Exercise goal: Restate word for word the span that opens with the line containing "Box each nightstand you can see." and closes with the final line of the data; give only those lines.

Given information:
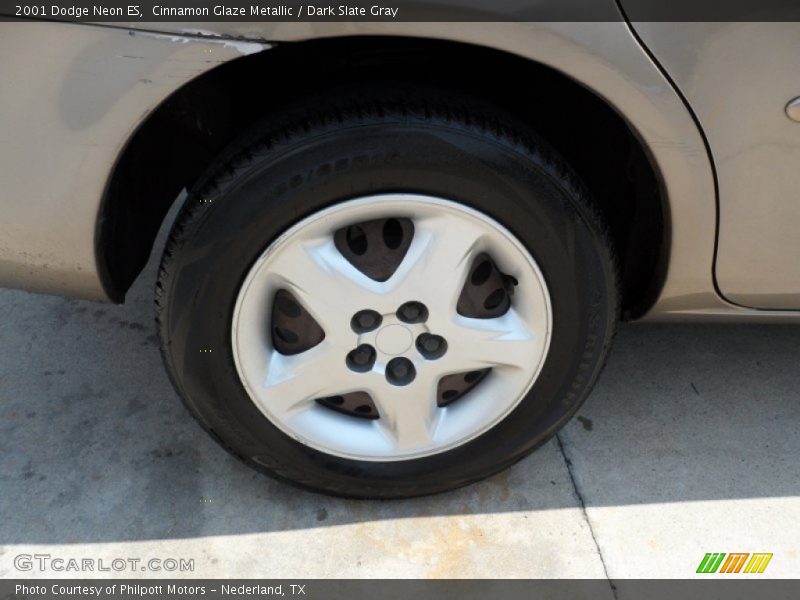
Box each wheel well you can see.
[98,36,666,318]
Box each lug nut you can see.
[346,344,376,373]
[422,336,441,352]
[416,333,448,360]
[351,309,382,334]
[386,357,416,386]
[397,301,428,324]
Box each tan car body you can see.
[1,17,799,320]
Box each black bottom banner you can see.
[3,580,800,600]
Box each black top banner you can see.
[4,0,800,22]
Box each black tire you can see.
[156,87,618,498]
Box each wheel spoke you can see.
[389,214,486,314]
[262,342,358,417]
[440,308,543,371]
[373,382,440,451]
[268,237,383,338]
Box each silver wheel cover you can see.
[231,194,552,461]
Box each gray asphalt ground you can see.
[1,218,799,582]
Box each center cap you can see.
[375,324,413,356]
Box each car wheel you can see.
[156,88,618,498]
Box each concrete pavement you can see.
[1,228,799,583]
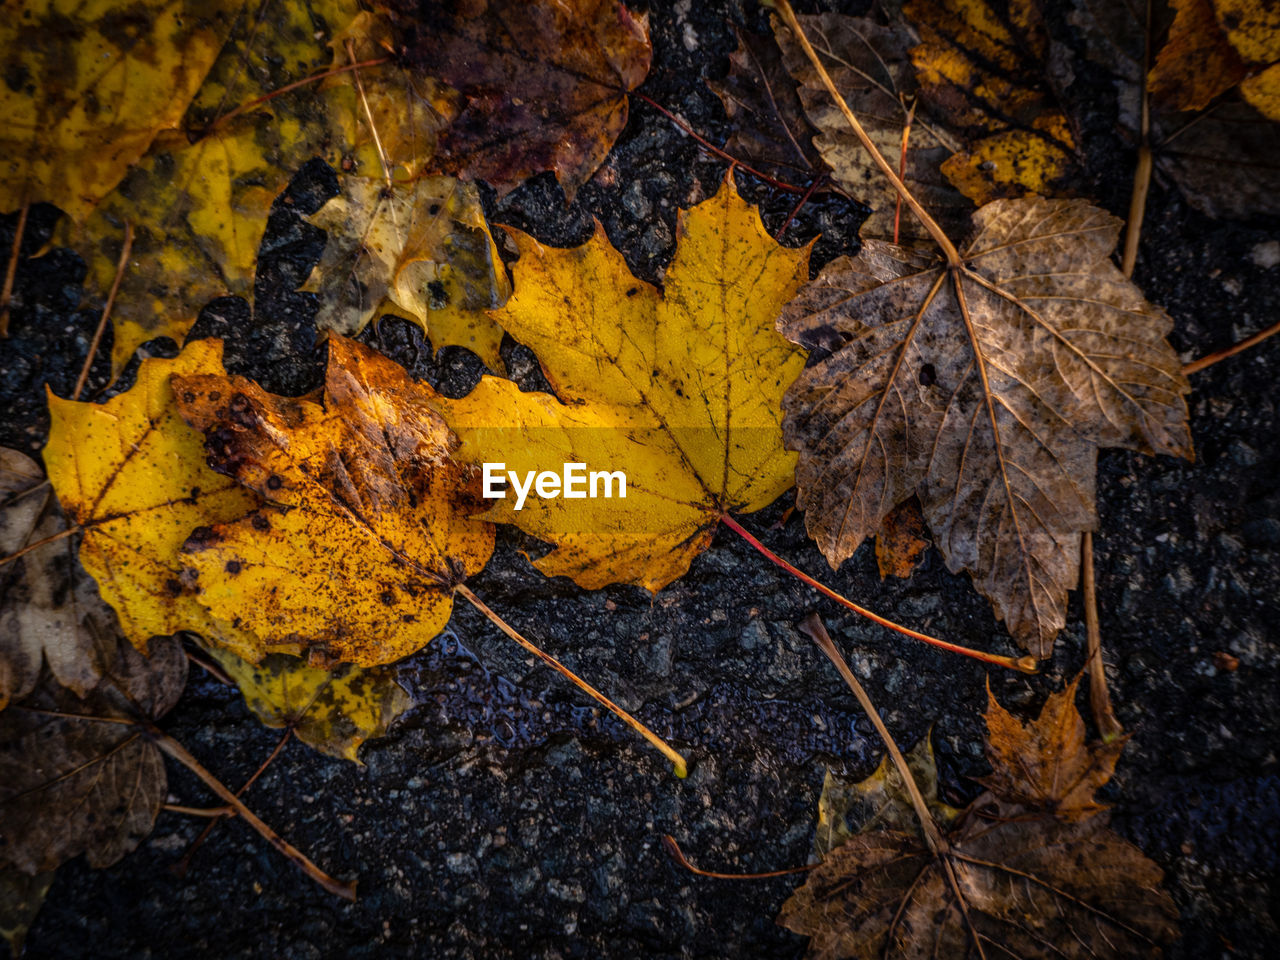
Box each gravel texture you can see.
[2,1,1278,957]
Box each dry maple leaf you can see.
[708,25,829,186]
[0,448,115,709]
[772,11,970,240]
[779,196,1192,656]
[0,0,238,221]
[63,0,360,374]
[778,684,1177,959]
[44,339,262,659]
[387,0,652,202]
[434,173,809,592]
[0,634,186,876]
[202,644,411,762]
[306,175,510,372]
[981,676,1125,821]
[172,335,494,667]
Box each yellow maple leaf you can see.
[434,174,809,592]
[201,644,411,763]
[43,340,261,658]
[0,0,239,221]
[65,0,359,375]
[306,176,510,372]
[171,336,494,667]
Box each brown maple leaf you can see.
[388,0,652,202]
[779,196,1192,656]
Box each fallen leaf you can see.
[435,173,809,592]
[1148,0,1248,112]
[388,0,652,202]
[982,677,1125,821]
[0,634,186,875]
[874,499,929,581]
[0,868,54,956]
[202,645,411,762]
[772,12,971,240]
[306,176,510,372]
[1,448,115,709]
[903,0,1079,204]
[0,0,238,221]
[815,735,960,858]
[65,0,359,374]
[708,25,828,186]
[779,690,1178,959]
[43,340,262,659]
[172,336,494,667]
[778,196,1191,656]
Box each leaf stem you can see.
[73,221,132,401]
[799,614,945,854]
[721,514,1036,673]
[163,803,235,818]
[1081,533,1122,740]
[0,196,29,337]
[1183,319,1280,374]
[1120,0,1153,278]
[661,835,813,880]
[0,525,79,569]
[454,584,688,778]
[773,0,961,265]
[205,57,392,135]
[150,727,356,901]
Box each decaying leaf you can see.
[981,676,1125,821]
[779,687,1178,959]
[66,0,359,374]
[0,635,186,875]
[779,197,1191,656]
[1149,0,1280,120]
[0,449,115,709]
[815,736,960,858]
[773,12,970,240]
[306,176,510,371]
[435,174,809,592]
[903,0,1078,204]
[388,0,652,202]
[0,868,54,956]
[43,340,262,658]
[172,336,494,667]
[202,644,411,762]
[0,0,238,221]
[874,499,929,581]
[708,26,828,186]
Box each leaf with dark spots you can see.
[779,197,1191,656]
[0,635,186,875]
[173,336,494,667]
[388,0,652,202]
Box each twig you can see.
[1120,0,1153,278]
[893,99,917,245]
[151,727,356,900]
[661,835,813,880]
[1184,319,1280,374]
[721,514,1037,673]
[1081,533,1122,740]
[163,803,235,818]
[799,614,945,854]
[173,729,293,876]
[73,221,132,401]
[206,57,392,135]
[633,91,806,195]
[0,197,29,336]
[454,584,688,777]
[345,40,393,189]
[0,526,79,569]
[774,174,826,241]
[773,0,961,265]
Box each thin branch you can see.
[0,526,78,569]
[894,99,917,245]
[800,614,945,854]
[775,173,826,241]
[721,514,1037,673]
[345,39,393,189]
[633,91,806,195]
[151,727,356,900]
[454,584,688,778]
[661,835,813,880]
[74,221,132,400]
[1081,533,1121,739]
[773,0,961,264]
[206,57,392,135]
[164,803,235,818]
[1184,318,1280,374]
[0,197,29,336]
[1120,0,1153,278]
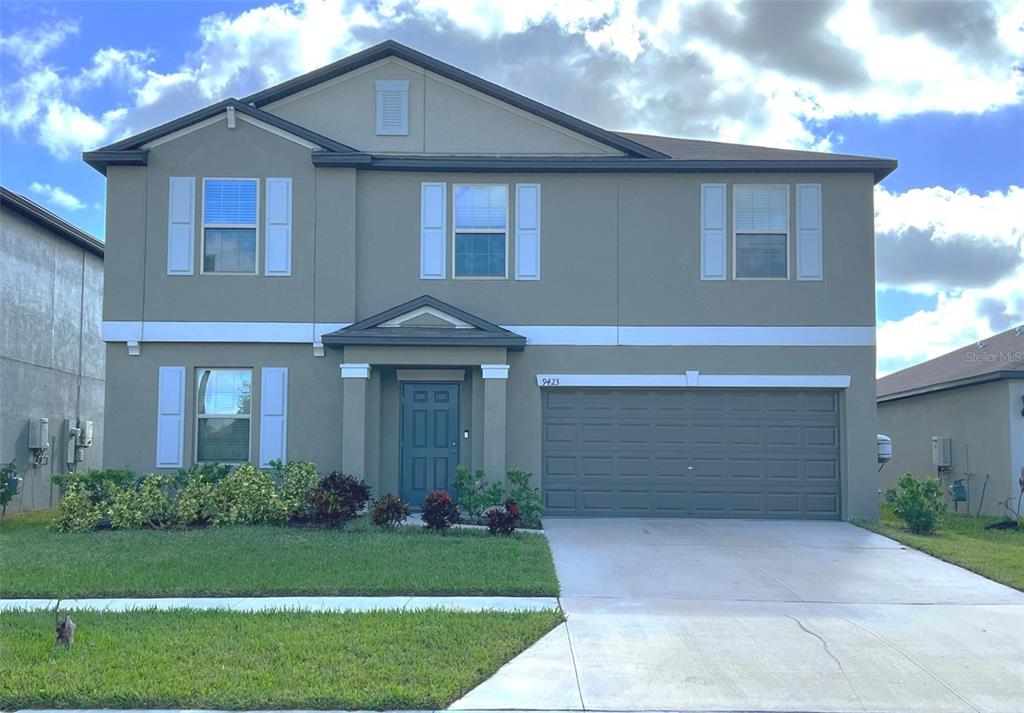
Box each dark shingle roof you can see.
[616,132,890,163]
[1,187,104,258]
[877,325,1024,401]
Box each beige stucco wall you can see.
[262,57,621,156]
[877,380,1016,515]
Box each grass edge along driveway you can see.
[855,506,1024,591]
[0,608,564,710]
[0,511,560,598]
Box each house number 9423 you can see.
[541,377,561,386]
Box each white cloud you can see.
[29,182,87,210]
[37,102,124,159]
[875,185,1024,374]
[0,20,79,67]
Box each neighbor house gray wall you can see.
[1,207,105,513]
[877,380,1015,516]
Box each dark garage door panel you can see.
[542,388,840,519]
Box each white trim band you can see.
[481,364,510,380]
[535,373,852,389]
[340,363,371,379]
[102,321,349,344]
[103,322,874,348]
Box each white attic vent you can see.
[375,80,409,136]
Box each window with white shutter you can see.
[196,368,251,463]
[796,183,823,280]
[167,177,195,275]
[420,182,447,279]
[515,184,541,280]
[700,183,726,280]
[733,185,789,279]
[264,177,292,276]
[259,367,288,467]
[375,80,409,135]
[202,178,258,274]
[156,366,186,468]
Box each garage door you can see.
[542,388,840,519]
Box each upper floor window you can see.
[203,178,258,274]
[376,80,409,135]
[196,368,251,462]
[453,184,507,278]
[733,185,788,279]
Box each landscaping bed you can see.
[0,608,563,709]
[0,511,560,598]
[858,505,1024,591]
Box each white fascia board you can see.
[102,321,351,344]
[618,326,875,347]
[536,373,852,389]
[504,325,618,345]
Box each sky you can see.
[1,0,1022,376]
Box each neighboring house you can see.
[87,40,895,520]
[878,326,1024,516]
[0,187,105,513]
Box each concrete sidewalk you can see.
[0,595,558,613]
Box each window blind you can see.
[204,179,257,225]
[734,185,787,232]
[455,185,507,229]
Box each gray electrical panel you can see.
[28,418,49,450]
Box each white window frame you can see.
[732,184,790,281]
[451,183,509,280]
[200,177,260,276]
[194,367,252,464]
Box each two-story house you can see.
[88,40,895,520]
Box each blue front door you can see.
[400,382,459,507]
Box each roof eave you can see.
[83,149,149,175]
[877,370,1024,403]
[0,187,105,257]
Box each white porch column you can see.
[481,364,509,481]
[340,363,370,476]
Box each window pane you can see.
[455,232,505,277]
[735,186,787,232]
[197,418,250,462]
[204,228,256,273]
[198,369,251,415]
[454,185,507,229]
[736,233,787,278]
[204,179,257,225]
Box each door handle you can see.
[451,440,457,453]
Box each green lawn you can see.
[857,506,1024,591]
[0,511,559,598]
[0,608,562,709]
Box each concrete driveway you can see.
[452,518,1024,713]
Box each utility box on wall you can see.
[931,436,952,469]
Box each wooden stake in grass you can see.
[54,600,75,648]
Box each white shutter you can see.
[796,183,823,281]
[700,183,726,280]
[420,182,447,279]
[156,366,186,468]
[167,177,195,275]
[264,178,292,276]
[259,367,288,467]
[515,184,541,280]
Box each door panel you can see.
[401,383,459,507]
[542,388,840,519]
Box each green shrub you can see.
[371,494,411,528]
[173,462,232,486]
[422,489,460,530]
[273,460,320,522]
[506,469,543,527]
[885,473,947,535]
[176,474,217,527]
[109,475,177,529]
[453,466,503,521]
[310,472,371,527]
[52,468,135,507]
[49,481,104,532]
[211,464,289,526]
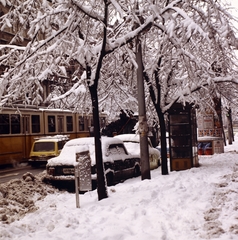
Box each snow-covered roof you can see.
[39,108,72,112]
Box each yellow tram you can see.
[0,106,107,166]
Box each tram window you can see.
[22,115,30,134]
[0,114,10,134]
[90,118,93,125]
[66,116,73,132]
[32,115,40,133]
[57,116,64,133]
[11,114,20,134]
[48,116,56,132]
[79,116,85,131]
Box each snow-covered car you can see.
[113,134,161,170]
[44,136,141,188]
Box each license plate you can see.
[63,168,74,175]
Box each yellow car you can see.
[28,135,69,167]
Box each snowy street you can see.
[1,134,238,240]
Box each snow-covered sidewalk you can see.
[1,137,238,240]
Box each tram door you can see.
[22,115,31,160]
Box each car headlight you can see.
[47,167,55,176]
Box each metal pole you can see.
[75,164,80,208]
[136,37,151,180]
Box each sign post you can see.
[75,163,80,208]
[75,150,92,208]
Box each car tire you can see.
[30,162,39,168]
[133,165,141,177]
[106,172,114,186]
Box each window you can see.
[100,117,106,128]
[108,145,118,155]
[117,144,127,155]
[66,116,73,132]
[57,116,64,133]
[58,141,66,150]
[11,114,20,134]
[32,115,40,133]
[78,116,85,131]
[22,115,30,134]
[33,142,55,152]
[0,114,10,134]
[48,116,56,132]
[108,144,126,156]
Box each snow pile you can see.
[0,172,57,224]
[0,136,238,239]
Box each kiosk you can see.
[197,111,224,155]
[168,103,199,171]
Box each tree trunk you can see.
[227,108,233,145]
[230,109,234,142]
[213,97,226,146]
[142,58,169,175]
[85,0,108,201]
[158,109,169,175]
[136,38,151,180]
[88,84,108,200]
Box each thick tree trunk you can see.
[136,39,151,180]
[89,84,108,200]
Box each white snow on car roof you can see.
[65,136,123,147]
[35,139,62,143]
[114,134,140,142]
[34,135,69,142]
[47,136,126,166]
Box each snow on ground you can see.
[1,136,238,240]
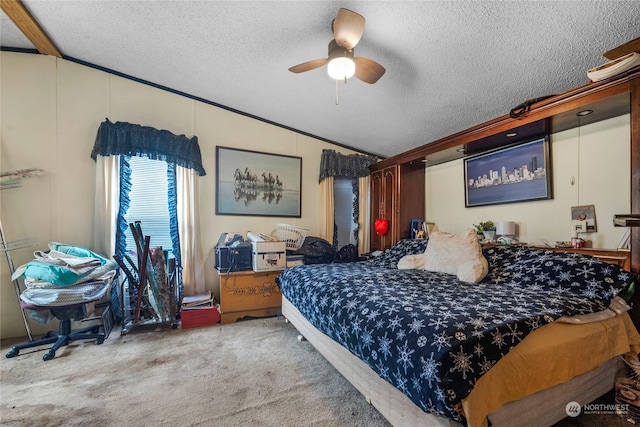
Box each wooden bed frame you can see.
[282,296,625,427]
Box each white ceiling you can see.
[2,1,639,158]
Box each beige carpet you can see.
[0,316,633,427]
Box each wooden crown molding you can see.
[604,36,640,61]
[1,0,62,57]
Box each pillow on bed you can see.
[481,245,637,314]
[365,239,429,269]
[398,230,488,283]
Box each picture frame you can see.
[464,136,552,207]
[571,204,597,232]
[424,222,436,238]
[411,219,425,239]
[216,146,302,217]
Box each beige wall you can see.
[0,52,357,339]
[426,114,630,248]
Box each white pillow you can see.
[398,230,488,283]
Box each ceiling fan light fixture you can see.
[327,39,355,80]
[328,57,355,80]
[288,10,384,85]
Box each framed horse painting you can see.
[215,146,302,217]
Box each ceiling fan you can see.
[288,8,386,84]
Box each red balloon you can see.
[375,218,389,236]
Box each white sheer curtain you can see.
[319,176,335,243]
[93,155,120,257]
[358,175,371,255]
[176,165,206,296]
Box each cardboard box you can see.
[252,241,286,272]
[181,306,220,329]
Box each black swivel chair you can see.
[5,301,112,361]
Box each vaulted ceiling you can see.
[2,1,639,158]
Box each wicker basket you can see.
[275,224,308,250]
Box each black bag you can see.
[334,244,358,263]
[291,236,336,265]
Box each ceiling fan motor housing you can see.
[328,39,354,61]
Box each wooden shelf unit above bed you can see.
[375,65,640,169]
[370,65,640,326]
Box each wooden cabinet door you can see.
[370,170,383,251]
[370,160,425,252]
[382,167,397,247]
[370,166,397,251]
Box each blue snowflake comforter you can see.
[276,240,636,423]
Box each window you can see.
[334,177,357,249]
[122,156,175,257]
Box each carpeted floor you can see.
[0,317,389,427]
[0,316,635,427]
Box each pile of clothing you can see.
[12,243,117,321]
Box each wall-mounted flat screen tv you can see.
[464,136,552,207]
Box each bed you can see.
[276,236,640,427]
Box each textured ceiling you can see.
[2,1,639,158]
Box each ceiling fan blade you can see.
[333,8,365,50]
[354,57,386,84]
[288,58,329,73]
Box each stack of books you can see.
[181,291,213,310]
[180,291,220,328]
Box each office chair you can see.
[5,299,113,361]
[6,242,118,361]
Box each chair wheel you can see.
[5,348,18,358]
[43,351,55,361]
[96,338,105,345]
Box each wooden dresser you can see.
[217,270,282,324]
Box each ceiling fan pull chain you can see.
[335,79,340,105]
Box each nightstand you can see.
[217,270,282,324]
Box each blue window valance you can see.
[318,149,377,183]
[91,119,206,176]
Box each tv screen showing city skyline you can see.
[464,136,551,207]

Task answer:
Box each nightstand you can see.
[217,270,282,324]
Box each blue window valance you can see.
[318,149,377,183]
[91,119,206,176]
Box each tv screen showing city skyline you can see.
[464,136,551,207]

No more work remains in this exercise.